- [PROBLEM]:
Render every line of the data below as a Markdown table with the columns "Row" and "Line", skipping blank lines and leaving out the pictures.

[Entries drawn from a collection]
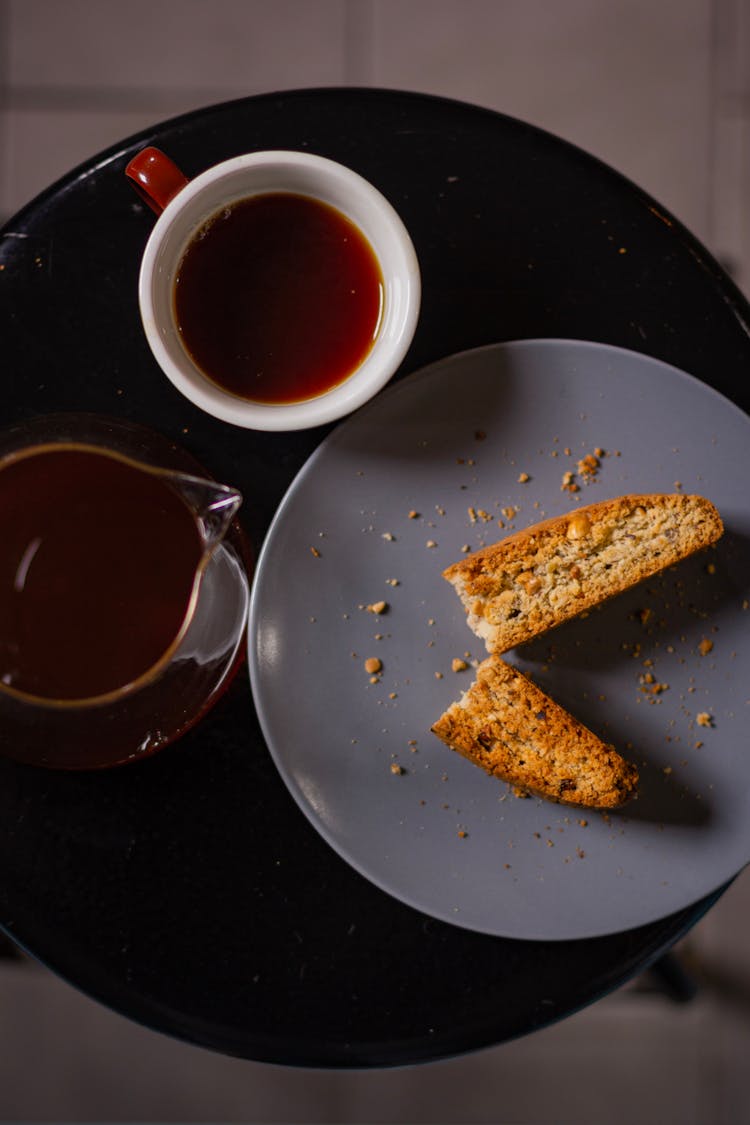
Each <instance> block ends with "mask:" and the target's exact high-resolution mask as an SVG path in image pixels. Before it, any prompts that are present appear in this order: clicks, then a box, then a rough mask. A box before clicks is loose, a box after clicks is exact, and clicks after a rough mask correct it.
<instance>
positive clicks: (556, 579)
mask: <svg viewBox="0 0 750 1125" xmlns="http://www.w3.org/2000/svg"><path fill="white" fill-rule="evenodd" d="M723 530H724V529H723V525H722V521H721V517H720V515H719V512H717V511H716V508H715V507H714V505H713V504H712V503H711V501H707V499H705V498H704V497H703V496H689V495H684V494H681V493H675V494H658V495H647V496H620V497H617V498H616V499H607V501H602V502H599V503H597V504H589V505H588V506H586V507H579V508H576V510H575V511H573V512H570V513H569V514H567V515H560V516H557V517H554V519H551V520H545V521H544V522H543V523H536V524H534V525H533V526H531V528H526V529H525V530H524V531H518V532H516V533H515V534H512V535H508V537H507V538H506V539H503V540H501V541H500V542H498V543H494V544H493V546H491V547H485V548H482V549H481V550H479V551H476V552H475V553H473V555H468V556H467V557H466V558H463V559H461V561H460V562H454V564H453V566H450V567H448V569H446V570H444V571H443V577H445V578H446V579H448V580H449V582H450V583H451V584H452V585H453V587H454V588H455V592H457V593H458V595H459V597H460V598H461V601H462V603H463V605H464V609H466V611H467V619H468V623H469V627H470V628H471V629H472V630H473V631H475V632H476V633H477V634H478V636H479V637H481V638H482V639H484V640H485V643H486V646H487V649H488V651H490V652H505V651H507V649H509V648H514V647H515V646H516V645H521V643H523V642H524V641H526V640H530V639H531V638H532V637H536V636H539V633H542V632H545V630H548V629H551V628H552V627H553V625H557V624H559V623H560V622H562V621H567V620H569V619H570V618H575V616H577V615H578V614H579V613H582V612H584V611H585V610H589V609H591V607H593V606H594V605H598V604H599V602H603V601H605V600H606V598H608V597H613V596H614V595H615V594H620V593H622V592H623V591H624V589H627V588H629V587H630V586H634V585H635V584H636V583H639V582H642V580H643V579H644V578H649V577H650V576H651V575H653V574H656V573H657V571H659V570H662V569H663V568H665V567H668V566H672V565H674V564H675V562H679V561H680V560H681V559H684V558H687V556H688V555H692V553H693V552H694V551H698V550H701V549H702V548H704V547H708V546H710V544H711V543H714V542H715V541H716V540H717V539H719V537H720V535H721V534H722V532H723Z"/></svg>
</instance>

- [SOLUTION BELOW]:
| Row | Line |
|---|---|
| 1 | Each <instance> block ends with "mask:" and the target's exact high-resolution mask as an SVG path in image pixels. Before it, any prompts that are present appear in this order: clicks, then a box, then a rough mask. A box before clicks is loose, a box after clicks is exact, and clicks after a rough mask correct it. |
| 2 | <instance> |
| 3 | positive clicks: (556, 579) |
| 4 | mask: <svg viewBox="0 0 750 1125" xmlns="http://www.w3.org/2000/svg"><path fill="white" fill-rule="evenodd" d="M723 530H724V529H723V525H722V521H721V517H720V515H719V512H717V511H716V508H715V507H714V505H713V504H712V503H711V501H707V499H705V498H704V497H703V496H689V495H684V494H681V493H675V494H658V495H647V496H620V497H617V498H616V499H607V501H602V502H599V503H597V504H589V505H588V506H586V507H579V508H576V510H575V511H573V512H570V513H569V514H567V515H560V516H557V517H554V519H551V520H545V521H544V522H543V523H536V524H534V525H533V526H531V528H526V529H525V530H524V531H518V532H516V533H515V534H512V535H508V537H507V538H506V539H503V540H501V541H500V542H498V543H494V544H493V546H491V547H485V548H482V549H481V550H479V551H476V552H475V553H473V555H468V556H467V557H466V558H463V559H461V561H460V562H454V564H453V566H450V567H448V569H446V570H444V571H443V577H445V578H446V579H448V580H449V582H450V583H451V584H452V585H453V587H454V588H455V592H457V593H458V595H459V597H460V598H461V601H462V603H463V605H464V609H466V611H467V619H468V623H469V627H470V628H471V629H472V630H473V631H475V632H476V633H477V634H478V636H479V637H481V638H482V639H484V640H485V643H486V646H487V649H488V651H490V652H505V651H507V649H509V648H514V647H515V646H516V645H521V643H523V642H524V641H526V640H530V639H531V638H532V637H536V636H539V633H542V632H545V630H548V629H551V628H552V627H553V625H557V624H559V623H560V622H562V621H567V620H569V619H570V618H575V616H577V615H578V614H579V613H582V612H584V611H585V610H589V609H591V607H593V606H594V605H598V604H599V602H603V601H605V600H606V598H608V597H613V596H614V595H615V594H620V593H622V592H623V591H624V589H627V588H629V587H630V586H634V585H635V584H636V583H639V582H642V580H643V579H644V578H649V577H650V576H651V575H653V574H656V573H657V571H659V570H662V569H663V568H665V567H668V566H672V565H674V564H675V562H679V561H680V560H681V559H684V558H687V556H688V555H692V553H693V552H694V551H698V550H701V549H702V548H704V547H708V546H710V544H711V543H714V542H715V541H716V540H717V539H719V537H720V535H721V534H722V532H723Z"/></svg> |
| 5 | </instance> |